EXERCISE GOAL:
Everything from the line containing "Target: lens hood" through the end of the data below should be copied exactly, with no other lines.

RECORD EXTRACTS:

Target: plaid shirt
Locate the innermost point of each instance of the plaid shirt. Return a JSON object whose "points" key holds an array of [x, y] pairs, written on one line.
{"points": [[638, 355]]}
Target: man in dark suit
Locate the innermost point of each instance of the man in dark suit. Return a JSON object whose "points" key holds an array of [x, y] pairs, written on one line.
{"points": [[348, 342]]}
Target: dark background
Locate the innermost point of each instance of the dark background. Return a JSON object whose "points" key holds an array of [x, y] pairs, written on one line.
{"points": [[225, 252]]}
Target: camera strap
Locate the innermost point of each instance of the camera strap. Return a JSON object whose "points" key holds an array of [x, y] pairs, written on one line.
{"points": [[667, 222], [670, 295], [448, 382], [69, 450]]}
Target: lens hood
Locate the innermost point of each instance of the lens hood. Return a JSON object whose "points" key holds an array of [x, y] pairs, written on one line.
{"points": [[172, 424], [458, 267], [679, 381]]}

OUTPUT FOR THIS EXERCISE:
Target: lens hood
Locate the innermost point of each instance of the lens hood. Return a JSON object whose "points" key holds an array of [x, y] pairs, written on one line.
{"points": [[172, 424], [458, 267], [679, 381]]}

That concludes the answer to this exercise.